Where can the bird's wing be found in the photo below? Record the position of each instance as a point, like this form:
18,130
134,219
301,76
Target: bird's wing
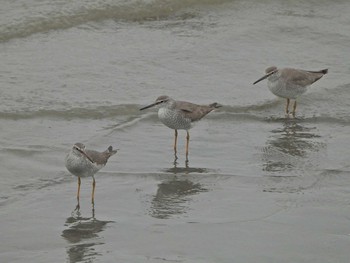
193,111
301,77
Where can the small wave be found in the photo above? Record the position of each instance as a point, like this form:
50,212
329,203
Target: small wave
71,16
98,112
268,111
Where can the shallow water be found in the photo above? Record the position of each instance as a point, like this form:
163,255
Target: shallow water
258,187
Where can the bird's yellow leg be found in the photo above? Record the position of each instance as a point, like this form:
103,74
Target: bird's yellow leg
93,191
175,142
294,108
187,143
78,192
287,107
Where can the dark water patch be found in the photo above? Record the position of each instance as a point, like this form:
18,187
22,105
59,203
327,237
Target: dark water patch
172,196
71,16
42,183
99,112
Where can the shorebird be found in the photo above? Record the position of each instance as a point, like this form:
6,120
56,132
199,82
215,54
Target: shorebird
290,83
180,115
84,163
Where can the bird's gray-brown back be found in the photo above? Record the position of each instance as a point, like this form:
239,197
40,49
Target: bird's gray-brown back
193,111
301,77
101,158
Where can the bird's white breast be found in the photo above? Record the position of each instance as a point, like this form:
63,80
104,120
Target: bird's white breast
174,119
284,89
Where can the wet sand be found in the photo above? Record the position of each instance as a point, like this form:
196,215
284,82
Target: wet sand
167,217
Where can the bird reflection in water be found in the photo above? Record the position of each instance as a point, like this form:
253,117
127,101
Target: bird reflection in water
173,197
289,146
83,235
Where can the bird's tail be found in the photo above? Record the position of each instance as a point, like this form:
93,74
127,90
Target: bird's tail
323,71
110,151
215,105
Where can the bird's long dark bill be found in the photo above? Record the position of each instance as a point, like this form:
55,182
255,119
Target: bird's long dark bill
264,77
149,106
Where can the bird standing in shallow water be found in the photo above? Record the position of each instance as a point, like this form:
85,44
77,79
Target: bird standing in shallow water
290,83
84,163
180,115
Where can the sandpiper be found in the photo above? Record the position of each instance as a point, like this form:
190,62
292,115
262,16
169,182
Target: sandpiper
84,163
180,115
290,83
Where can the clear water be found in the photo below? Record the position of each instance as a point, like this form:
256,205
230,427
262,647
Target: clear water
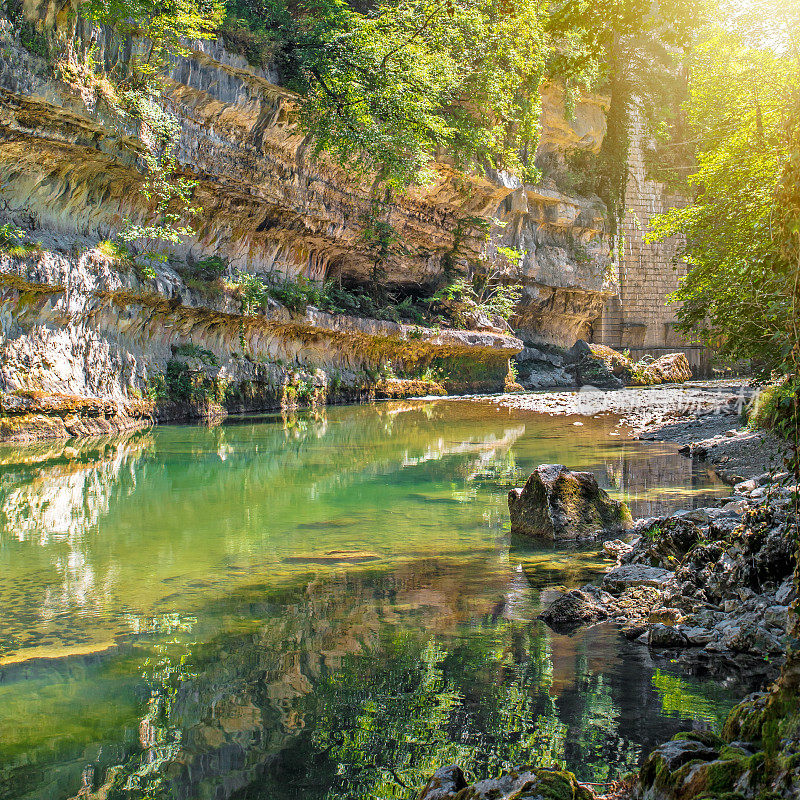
316,606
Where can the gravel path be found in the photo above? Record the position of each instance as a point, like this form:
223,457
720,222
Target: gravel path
704,417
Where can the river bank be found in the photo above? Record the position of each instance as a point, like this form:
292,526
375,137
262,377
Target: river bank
708,588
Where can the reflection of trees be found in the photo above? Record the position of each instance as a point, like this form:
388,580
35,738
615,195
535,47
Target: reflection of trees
323,698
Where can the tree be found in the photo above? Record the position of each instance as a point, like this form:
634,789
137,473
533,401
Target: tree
385,90
631,49
740,289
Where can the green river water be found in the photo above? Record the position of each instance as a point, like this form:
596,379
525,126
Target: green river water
320,606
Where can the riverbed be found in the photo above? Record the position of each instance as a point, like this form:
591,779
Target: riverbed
323,604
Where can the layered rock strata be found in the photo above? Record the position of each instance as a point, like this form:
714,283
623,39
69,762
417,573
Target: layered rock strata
82,340
71,172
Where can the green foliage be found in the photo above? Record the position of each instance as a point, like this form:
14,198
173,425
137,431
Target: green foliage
180,384
13,243
383,91
485,292
742,231
633,47
160,29
33,40
740,291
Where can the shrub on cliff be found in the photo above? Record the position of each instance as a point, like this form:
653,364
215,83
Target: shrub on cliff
382,91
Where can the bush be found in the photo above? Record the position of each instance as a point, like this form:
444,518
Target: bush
12,241
776,407
114,250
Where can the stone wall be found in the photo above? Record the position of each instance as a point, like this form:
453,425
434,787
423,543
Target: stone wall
638,316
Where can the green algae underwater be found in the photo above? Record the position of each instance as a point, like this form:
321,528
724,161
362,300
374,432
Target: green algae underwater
325,605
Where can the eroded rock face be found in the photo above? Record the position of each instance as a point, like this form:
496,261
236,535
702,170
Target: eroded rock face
561,505
268,205
82,342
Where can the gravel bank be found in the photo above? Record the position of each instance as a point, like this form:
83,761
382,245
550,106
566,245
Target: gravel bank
705,418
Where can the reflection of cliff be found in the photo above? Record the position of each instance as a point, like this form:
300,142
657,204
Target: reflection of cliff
656,485
54,492
338,689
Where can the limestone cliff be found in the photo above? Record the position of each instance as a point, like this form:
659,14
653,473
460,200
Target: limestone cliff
76,323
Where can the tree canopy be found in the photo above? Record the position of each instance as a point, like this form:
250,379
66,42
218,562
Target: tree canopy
740,230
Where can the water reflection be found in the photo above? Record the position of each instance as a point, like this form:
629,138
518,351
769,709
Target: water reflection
315,605
362,685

....................

Please determine how many lines in the entries contain the word "below" and answer with the number alone.

2